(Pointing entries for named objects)

<<<<

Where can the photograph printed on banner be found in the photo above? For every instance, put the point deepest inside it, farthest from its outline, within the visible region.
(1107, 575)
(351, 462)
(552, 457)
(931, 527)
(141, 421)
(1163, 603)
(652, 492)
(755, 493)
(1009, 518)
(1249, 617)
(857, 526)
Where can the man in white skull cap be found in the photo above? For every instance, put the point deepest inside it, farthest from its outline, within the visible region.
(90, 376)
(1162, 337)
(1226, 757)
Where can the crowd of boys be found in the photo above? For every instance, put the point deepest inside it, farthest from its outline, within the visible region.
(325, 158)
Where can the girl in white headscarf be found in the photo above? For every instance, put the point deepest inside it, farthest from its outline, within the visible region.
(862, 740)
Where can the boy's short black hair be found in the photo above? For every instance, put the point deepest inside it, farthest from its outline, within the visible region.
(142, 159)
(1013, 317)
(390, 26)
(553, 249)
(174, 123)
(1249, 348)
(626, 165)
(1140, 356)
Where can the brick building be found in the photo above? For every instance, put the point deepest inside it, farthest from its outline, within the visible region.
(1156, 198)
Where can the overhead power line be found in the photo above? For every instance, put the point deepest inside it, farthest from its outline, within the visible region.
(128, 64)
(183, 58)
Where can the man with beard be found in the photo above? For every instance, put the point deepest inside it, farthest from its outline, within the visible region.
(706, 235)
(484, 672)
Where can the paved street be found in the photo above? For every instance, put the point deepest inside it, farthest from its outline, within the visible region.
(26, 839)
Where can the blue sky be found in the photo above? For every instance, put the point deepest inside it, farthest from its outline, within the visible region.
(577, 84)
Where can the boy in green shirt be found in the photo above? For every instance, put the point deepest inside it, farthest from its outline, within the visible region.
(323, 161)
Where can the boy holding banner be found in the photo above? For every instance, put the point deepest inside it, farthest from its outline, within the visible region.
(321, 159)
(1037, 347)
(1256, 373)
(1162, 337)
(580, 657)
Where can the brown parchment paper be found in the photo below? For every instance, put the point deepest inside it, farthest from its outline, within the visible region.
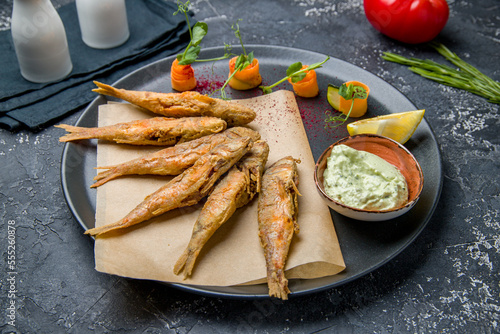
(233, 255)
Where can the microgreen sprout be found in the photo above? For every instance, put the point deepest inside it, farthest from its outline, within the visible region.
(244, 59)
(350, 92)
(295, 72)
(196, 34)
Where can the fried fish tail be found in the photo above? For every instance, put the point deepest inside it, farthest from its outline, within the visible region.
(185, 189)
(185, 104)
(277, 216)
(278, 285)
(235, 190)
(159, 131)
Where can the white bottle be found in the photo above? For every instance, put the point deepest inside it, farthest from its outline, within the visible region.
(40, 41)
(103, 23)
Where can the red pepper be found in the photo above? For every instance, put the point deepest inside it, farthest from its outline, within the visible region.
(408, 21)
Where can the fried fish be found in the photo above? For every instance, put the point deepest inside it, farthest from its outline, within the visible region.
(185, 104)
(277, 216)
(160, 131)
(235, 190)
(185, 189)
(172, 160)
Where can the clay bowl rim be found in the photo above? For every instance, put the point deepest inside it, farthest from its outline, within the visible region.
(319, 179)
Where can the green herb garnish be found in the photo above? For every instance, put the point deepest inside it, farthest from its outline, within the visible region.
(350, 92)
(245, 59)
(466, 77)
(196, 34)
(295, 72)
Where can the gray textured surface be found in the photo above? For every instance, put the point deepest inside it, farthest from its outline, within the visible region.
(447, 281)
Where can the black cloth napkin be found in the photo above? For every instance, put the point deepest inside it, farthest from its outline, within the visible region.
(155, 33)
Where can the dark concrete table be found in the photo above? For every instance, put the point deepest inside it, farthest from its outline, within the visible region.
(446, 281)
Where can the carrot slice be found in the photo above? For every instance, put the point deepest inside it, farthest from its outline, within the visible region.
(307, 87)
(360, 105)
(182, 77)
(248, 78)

>>>>
<<<<

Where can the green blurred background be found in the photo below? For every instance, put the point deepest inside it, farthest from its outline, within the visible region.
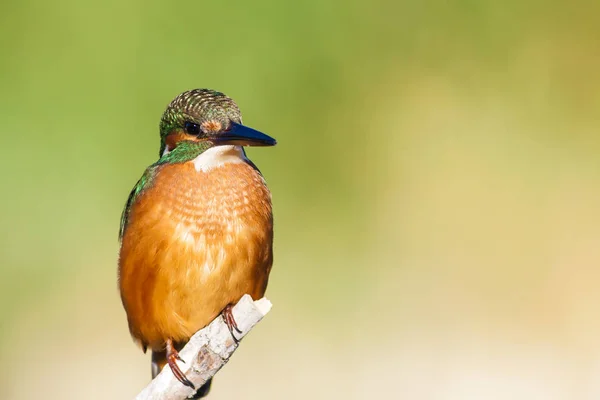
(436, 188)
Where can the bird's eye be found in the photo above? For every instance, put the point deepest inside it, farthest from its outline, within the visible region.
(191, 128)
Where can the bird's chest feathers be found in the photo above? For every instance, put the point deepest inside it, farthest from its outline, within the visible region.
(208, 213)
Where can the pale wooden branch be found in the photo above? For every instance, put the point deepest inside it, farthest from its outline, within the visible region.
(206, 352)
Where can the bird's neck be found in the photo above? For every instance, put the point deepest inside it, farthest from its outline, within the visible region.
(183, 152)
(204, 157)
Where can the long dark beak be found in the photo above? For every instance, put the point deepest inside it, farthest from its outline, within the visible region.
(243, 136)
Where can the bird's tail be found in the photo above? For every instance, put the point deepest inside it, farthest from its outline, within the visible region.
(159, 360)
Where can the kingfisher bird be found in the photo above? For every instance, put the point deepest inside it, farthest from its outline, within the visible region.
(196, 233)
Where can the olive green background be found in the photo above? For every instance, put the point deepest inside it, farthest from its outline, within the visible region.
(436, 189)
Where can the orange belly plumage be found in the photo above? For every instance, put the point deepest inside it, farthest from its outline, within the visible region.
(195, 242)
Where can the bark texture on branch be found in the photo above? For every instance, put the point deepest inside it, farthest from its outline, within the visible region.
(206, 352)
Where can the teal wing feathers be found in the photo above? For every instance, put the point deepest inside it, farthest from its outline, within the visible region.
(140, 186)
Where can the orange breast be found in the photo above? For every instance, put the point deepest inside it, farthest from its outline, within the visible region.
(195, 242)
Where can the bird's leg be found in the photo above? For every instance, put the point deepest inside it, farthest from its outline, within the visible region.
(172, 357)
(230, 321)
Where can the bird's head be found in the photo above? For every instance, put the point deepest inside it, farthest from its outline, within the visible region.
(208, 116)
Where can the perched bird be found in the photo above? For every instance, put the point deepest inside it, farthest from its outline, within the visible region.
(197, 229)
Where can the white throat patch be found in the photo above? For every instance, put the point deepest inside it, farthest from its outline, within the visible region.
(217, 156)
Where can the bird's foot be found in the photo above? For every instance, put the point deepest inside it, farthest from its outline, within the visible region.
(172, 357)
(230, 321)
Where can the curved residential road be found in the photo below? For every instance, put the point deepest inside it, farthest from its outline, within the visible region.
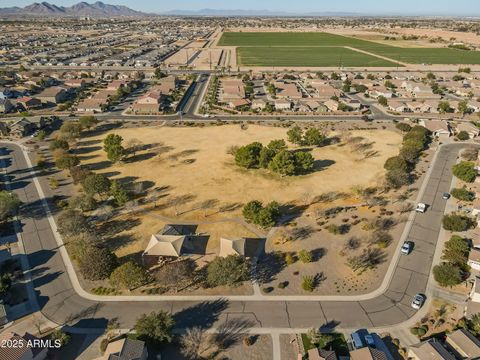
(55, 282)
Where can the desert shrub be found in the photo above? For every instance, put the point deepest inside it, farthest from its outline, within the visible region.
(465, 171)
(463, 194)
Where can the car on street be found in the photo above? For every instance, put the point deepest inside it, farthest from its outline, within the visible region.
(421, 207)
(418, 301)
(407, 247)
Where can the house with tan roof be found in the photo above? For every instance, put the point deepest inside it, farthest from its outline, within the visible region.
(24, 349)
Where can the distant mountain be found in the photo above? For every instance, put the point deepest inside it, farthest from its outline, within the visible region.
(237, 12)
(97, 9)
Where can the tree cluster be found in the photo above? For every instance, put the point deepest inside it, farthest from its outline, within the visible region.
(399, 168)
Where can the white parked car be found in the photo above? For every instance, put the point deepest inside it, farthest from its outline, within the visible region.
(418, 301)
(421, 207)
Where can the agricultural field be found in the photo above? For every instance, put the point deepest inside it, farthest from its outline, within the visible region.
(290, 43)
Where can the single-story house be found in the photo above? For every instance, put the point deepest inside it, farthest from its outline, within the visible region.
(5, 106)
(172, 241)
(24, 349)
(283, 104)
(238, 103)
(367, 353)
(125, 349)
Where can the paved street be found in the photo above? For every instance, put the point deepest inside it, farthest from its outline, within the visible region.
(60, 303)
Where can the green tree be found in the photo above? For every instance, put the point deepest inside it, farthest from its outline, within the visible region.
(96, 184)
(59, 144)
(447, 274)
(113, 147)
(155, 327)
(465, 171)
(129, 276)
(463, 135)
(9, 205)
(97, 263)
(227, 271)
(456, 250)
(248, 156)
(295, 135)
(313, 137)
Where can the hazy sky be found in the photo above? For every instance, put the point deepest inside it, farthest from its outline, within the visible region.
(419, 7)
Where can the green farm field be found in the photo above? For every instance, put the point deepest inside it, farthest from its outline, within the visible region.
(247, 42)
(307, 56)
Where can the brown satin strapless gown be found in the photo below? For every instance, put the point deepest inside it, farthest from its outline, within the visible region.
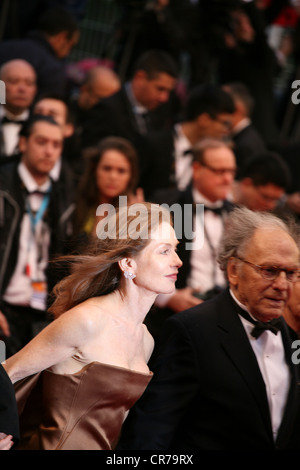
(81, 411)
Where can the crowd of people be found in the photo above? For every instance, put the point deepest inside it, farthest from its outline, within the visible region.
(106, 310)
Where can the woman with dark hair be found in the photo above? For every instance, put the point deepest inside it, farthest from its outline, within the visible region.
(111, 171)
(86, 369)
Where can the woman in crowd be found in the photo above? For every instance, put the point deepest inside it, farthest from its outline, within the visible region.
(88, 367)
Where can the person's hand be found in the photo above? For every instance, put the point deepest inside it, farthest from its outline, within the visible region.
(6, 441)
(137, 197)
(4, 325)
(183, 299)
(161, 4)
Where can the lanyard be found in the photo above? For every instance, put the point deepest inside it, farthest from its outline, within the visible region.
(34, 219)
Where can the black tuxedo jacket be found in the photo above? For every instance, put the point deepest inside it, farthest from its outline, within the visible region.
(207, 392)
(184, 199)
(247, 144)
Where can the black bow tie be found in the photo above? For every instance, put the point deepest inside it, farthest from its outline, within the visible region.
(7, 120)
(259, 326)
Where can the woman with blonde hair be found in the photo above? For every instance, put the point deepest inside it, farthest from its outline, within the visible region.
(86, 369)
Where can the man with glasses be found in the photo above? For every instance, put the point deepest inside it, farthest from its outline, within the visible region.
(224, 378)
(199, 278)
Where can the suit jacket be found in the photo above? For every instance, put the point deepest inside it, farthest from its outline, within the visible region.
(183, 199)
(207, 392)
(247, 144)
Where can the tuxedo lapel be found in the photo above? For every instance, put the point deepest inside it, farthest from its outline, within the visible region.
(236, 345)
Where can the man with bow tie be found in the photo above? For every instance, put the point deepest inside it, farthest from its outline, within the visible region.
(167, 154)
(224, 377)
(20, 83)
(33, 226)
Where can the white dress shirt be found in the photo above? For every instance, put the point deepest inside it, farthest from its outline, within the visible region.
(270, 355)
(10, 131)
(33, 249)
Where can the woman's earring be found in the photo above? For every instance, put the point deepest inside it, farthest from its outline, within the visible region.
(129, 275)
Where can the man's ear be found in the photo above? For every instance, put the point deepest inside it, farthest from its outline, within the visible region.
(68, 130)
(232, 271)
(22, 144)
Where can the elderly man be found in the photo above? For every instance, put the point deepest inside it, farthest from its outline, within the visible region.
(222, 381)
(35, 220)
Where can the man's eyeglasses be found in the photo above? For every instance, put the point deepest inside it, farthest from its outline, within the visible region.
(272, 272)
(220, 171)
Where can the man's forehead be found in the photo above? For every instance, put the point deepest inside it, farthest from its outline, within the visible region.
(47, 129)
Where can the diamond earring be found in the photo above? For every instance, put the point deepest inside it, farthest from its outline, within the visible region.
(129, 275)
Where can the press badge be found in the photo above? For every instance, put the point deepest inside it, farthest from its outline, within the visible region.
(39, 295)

>>>>

To be done
Locate each line in the data above that contains the word "jacket" and reproduce every such line in full.

Written reply
Where can the black tuxedo jacket be found in the photo above? For every instance, put the point deepest inside it, farthest from its outline, within the visible region.
Where can the suit jacket be found in the photo above? For every instance, put the point deepest inside it, farthest from its outline, within the visible region.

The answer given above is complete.